Please lay out the records between the lines holding "of the wing" and "[[126, 563], [270, 834], [1171, 870]]", inclusive, as a two-column CSV headed input and output. Give one row per record, with its text under input and its answer under output, each in a single quoted field with line breaks replaced by spaces.

-=-=-

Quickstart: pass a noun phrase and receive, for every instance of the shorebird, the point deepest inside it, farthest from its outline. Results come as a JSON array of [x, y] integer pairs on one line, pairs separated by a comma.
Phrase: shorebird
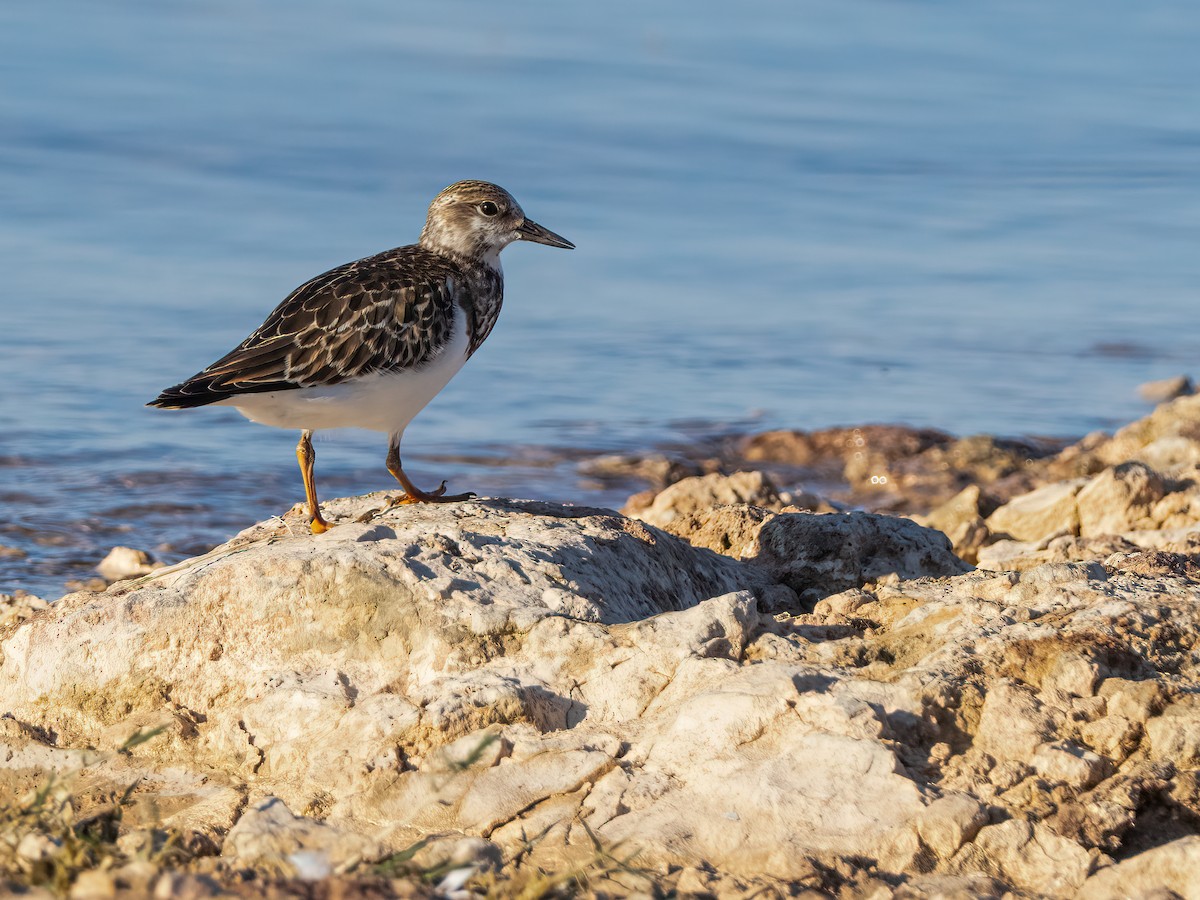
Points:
[[370, 343]]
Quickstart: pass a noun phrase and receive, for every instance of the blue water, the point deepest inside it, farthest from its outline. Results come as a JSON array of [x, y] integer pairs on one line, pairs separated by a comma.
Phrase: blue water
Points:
[[803, 214]]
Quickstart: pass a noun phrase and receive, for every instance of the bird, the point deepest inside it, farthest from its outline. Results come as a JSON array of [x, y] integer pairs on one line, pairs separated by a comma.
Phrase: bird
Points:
[[370, 343]]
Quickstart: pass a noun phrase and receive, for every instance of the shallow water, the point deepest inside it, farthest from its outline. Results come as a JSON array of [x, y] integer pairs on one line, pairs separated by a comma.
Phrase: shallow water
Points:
[[786, 214]]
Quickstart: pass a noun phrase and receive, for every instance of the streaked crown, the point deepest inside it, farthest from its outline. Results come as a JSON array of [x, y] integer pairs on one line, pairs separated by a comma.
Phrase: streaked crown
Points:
[[477, 220]]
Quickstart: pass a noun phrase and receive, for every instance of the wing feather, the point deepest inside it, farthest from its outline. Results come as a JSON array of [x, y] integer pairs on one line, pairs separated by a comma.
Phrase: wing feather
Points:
[[382, 313]]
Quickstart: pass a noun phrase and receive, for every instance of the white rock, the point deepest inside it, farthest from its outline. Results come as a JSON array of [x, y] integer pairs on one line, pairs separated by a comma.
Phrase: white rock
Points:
[[126, 563], [270, 834], [1171, 870]]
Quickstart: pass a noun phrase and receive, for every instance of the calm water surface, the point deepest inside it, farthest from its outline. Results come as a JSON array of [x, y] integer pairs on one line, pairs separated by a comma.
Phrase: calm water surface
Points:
[[805, 214]]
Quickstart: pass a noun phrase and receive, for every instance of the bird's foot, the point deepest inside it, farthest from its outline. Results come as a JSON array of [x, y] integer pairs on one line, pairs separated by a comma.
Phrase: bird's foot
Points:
[[438, 496]]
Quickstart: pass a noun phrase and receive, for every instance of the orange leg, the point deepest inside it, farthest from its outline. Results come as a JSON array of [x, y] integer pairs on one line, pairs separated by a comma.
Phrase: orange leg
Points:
[[307, 459], [412, 492]]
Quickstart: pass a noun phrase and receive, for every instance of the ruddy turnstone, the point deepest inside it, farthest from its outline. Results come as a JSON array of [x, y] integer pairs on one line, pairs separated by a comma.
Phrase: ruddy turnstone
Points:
[[370, 343]]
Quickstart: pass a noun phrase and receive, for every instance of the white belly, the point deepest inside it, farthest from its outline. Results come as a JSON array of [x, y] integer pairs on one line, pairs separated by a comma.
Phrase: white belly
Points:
[[385, 401]]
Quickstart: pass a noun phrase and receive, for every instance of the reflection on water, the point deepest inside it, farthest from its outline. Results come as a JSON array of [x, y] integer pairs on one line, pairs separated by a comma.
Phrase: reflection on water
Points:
[[805, 214]]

-=-=-

SOLVED EXERCISE:
input,output
"Quickstart: pass a noun phrase and receive, for every instance of the wing feather, the point deepest inside it, farthest from its outline. Results come as a JSON array of [x, y] integer pairs on one line, pairs separated by a comma. Phrase: wing feather Points:","[[382, 313]]"
"Quickstart: pass a noun phrase and receive, for every instance of the white rock, the point deepest inside it, farthest from its outline. Results come as a JSON array of [x, y] integer pairs on one line, pairs separated by a comma. Phrase: white rock Points:","[[126, 563], [270, 834], [1171, 870]]"